No ofício de crítica teatral, exercida com inteligência arguta, humor ferino e sinceridade dolorosa, sem condescendências em razão de amizades e círculos de convivência no meio teatral, Bárbara atuou na Tribuna da Imprensa (1957 e em 1990), Jornal do Brasil (1958–1964), revista Visão (1986–1989) e O Globo (1990–2014). Foi no Jornal do Brasil que Bárbara Heliodora, pela primeira vez, decide estar atenta ao que se passava nas artes cênicas em Minas Gerais.
Em 12 de dezembro de 1959, aniversário de Belo Horizonte, o Teatro Experimental estava estreando nacionalmente a peça Fim de jogo, de Samuel Beckett, apresentada pela primeira vez em Londres apenas dois anos antes. Era difícil dimensionar para nós, do Teatro Experimental, nossa satisfação em fazer parte de um empreendimento como aquele. Beckett era referência mundial numa nova e surpreendente dramaturgia, iniciada por ele com o sucesso mundial de Esperando Godot, que antecedera a Fim de jogo.
Bárbara Heliodora também estava atenta às novidades cênicas e compareceu à estreia do espetáculo do Teatro Experimental no Teatro de Bolso do Museu de Arte da Pampulha, recém-reformado. No elenco de Fim de jogo estavam Silvio Castanheira, Neuza Rocha, Ezequiel Neves e eu mesmo, com direção de Carlos Kroeber, cenário de João Marschner e iluminação de José Carlos Almeida Cunha.
Senhorita Julia
A segunda proximidade de Bárbara Heliodora com o teatro mineiro ocorreu muitos anos depois, quando Priscila Freire decidiu pela montagem de Senhorita Julia, de Strindberg, com o Teatro Escola da Cruz Vermelha, criado por ela. Algum tempo antes, a requintada crítica teatral tinha apresentado no Teatro Marília, sob sua direção, A comédia dos erros, de Shakespeare, com um grupo do Rio de Janeiro. O espetáculo não fez sucesso, não atraiu o público e nem foi bem recebido pela crítica.
Daise Prates presidia a Cruz Vermelha e o Teatro Marília pertencia àquela entidade. O grupo teatral carioca tinha se apresentado no Marília a convite de dona Daise, razão pela qual a presidente da Cruz Vermelha em Belo Horizonte convenceu Priscila a convidar Bárbara Heliodora para dirigir Senhorita Julia, na tentativa de amenizar, ou reverter, melhor dizendo, o insucesso da comédia de Shakespeare. Não foi uma boa estratégia: Senhorita Júlia foi um fracasso. Mais do que isso: um desastre, no dizer da própria Priscila Freire, particularmente na curta temporada da encenação no Rio de Janeiro.

__Enunciado A__. Devolva, sem nenhuma alteração, as linhas dos registros que vão da linha com "In the photo below, where can the green" até o fim dos registros, incluindo ambas as extremidades.

Trechos de conjunto de dados de rotulagem por pontos:
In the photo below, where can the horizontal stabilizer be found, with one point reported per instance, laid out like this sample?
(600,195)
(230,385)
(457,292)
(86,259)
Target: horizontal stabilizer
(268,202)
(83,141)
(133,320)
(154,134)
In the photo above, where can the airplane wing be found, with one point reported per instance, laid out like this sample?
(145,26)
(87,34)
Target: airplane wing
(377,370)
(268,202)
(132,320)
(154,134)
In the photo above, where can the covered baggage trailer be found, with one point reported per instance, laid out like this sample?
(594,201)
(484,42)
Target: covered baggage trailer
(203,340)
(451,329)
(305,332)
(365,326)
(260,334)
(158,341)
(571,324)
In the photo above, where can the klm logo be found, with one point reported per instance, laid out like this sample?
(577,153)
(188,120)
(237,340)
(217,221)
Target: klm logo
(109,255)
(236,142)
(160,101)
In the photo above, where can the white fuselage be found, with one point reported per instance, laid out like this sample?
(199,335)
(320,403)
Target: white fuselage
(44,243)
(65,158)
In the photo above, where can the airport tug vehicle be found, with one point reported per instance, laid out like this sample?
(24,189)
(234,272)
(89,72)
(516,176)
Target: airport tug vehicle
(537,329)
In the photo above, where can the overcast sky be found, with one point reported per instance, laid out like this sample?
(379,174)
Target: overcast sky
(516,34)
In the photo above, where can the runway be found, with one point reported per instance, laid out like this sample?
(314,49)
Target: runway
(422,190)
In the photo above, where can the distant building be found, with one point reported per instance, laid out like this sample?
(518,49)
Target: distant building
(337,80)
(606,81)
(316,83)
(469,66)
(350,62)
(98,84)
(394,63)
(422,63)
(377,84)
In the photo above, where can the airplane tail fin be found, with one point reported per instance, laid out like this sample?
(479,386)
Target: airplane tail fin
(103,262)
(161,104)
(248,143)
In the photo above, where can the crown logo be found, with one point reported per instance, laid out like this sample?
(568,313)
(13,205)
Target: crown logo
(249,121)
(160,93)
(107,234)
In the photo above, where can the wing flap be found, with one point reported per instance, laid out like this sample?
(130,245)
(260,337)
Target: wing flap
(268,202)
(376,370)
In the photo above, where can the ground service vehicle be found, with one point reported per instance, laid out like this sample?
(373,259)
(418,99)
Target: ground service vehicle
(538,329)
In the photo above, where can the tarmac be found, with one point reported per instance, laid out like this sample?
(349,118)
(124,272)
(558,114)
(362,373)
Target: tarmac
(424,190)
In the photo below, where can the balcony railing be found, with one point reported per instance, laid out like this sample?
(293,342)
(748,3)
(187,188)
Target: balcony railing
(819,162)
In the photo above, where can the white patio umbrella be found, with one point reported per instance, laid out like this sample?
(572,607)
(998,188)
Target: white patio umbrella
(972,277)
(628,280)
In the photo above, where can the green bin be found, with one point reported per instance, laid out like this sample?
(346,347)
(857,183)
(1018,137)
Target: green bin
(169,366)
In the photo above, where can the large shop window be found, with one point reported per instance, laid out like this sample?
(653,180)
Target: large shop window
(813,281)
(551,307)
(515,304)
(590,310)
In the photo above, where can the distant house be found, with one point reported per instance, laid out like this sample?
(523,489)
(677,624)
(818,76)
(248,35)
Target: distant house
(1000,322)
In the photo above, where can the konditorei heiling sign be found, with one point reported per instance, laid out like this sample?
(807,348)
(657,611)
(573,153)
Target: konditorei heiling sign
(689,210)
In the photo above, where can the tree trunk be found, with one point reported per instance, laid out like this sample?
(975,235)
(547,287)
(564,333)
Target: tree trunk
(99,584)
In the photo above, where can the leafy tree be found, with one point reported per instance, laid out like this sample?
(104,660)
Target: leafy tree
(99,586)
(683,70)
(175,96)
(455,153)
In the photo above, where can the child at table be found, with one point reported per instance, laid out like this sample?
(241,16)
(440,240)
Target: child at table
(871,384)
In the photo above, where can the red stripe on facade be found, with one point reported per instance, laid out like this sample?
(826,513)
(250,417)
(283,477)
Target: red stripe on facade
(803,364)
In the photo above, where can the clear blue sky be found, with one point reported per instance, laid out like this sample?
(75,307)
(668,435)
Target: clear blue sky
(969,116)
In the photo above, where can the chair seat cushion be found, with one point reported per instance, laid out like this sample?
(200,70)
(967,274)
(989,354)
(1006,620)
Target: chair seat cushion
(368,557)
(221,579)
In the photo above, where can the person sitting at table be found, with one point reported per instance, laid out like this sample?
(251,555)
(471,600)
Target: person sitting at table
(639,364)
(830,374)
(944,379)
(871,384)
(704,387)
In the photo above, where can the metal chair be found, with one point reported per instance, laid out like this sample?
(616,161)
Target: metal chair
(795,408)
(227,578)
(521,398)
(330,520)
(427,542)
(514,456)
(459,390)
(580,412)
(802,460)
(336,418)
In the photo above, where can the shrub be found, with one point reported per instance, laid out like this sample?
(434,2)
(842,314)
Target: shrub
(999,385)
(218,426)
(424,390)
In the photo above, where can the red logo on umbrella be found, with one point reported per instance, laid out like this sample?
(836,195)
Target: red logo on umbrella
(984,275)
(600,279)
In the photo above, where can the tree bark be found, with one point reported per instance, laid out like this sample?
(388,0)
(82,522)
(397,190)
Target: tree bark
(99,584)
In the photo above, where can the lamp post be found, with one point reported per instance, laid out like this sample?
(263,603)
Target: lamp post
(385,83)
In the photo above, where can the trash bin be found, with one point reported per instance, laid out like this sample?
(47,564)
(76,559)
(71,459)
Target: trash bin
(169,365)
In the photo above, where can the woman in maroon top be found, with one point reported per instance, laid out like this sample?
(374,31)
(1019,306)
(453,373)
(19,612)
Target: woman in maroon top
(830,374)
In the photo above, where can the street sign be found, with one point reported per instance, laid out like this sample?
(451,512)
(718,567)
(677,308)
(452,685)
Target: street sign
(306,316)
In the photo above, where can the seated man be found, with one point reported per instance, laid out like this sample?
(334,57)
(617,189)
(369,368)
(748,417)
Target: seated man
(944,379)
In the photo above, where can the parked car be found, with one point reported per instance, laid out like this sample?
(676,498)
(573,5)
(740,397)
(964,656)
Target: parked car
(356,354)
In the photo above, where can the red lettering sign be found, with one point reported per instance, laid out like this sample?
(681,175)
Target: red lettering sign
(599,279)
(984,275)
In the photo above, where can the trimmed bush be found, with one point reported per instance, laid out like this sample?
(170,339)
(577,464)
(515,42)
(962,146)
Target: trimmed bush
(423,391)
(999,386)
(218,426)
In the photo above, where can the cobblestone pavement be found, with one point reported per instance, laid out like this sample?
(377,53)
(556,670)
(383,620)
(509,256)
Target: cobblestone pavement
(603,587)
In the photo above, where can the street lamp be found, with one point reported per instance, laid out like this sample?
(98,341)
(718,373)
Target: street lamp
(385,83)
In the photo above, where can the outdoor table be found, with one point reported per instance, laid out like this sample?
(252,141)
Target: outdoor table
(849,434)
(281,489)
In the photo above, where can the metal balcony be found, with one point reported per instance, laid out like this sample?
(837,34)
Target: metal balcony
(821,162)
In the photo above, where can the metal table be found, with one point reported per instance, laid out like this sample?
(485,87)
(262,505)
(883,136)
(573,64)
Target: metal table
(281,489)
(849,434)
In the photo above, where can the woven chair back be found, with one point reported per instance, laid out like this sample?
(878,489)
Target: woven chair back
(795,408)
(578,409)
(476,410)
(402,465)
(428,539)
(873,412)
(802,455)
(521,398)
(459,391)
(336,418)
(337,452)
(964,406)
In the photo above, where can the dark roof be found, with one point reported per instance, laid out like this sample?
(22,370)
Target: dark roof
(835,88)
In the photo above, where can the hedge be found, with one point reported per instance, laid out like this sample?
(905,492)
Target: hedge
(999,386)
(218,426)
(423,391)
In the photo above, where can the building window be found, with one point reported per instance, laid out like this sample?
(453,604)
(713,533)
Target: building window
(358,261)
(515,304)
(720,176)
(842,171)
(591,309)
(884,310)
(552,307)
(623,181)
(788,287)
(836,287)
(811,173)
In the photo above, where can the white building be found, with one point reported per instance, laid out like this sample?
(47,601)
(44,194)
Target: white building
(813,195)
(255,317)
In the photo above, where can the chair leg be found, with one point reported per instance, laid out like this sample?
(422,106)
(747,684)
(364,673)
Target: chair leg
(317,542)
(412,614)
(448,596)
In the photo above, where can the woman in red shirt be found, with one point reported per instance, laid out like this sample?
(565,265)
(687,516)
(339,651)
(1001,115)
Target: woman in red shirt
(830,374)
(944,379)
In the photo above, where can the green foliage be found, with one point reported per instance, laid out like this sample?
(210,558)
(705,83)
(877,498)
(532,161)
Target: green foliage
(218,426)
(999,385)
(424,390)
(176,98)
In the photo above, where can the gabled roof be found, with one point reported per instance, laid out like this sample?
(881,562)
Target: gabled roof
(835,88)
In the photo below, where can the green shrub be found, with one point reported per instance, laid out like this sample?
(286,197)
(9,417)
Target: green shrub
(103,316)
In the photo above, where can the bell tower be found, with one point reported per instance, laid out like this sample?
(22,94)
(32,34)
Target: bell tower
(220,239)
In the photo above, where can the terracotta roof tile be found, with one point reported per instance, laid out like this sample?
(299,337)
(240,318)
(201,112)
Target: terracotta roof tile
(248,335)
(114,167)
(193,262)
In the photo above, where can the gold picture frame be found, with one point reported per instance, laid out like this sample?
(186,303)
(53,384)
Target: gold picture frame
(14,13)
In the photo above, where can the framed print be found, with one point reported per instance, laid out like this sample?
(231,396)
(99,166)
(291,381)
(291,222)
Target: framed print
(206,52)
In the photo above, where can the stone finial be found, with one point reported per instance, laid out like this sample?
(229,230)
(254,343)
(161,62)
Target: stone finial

__Enunciado B__.
Responda, com base no texto sobre Bárbara Heliodora:
(i) Em que data o Teatro Experimental estreou Fim de jogo?
(ii) Quem assinou a direção de Fim de jogo?
(iii) Quem presidia a Cruz Vermelha?

__Solução completa A__.
In the photo below, where can the green shrub be found, with one point reported per instance, laid out like this sample?
(286,197)
(9,417)
Target: green shrub
(103,316)
In the photo above, where can the bell tower be found, with one point reported per instance, laid out like this sample?
(22,94)
(32,34)
Target: bell tower
(220,239)
In the photo above, where can the terracotta roof tile be found, with one point reported per instance, laid out like this sample?
(299,337)
(240,318)
(201,112)
Target: terracotta roof tile
(248,335)
(114,167)
(193,262)
In the photo above, where can the gold picture frame be found, with one point reported per instance, laid out like this sample?
(186,303)
(53,384)
Target: gold picture frame
(14,13)
In the photo above, where can the framed print be found, with one point reported per instance, laid out like this sample?
(231,396)
(99,166)
(291,381)
(291,222)
Target: framed print
(206,52)
In the photo above, where can the stone finial be found, with one point reported per instance, laid out like this sample?
(229,230)
(254,343)
(161,62)
Target: stone finial

__Solução completa B__.
(i) Em 12 de dezembro de 1959.
(ii) Carlos Kroeber.
(iii) Daise Prates.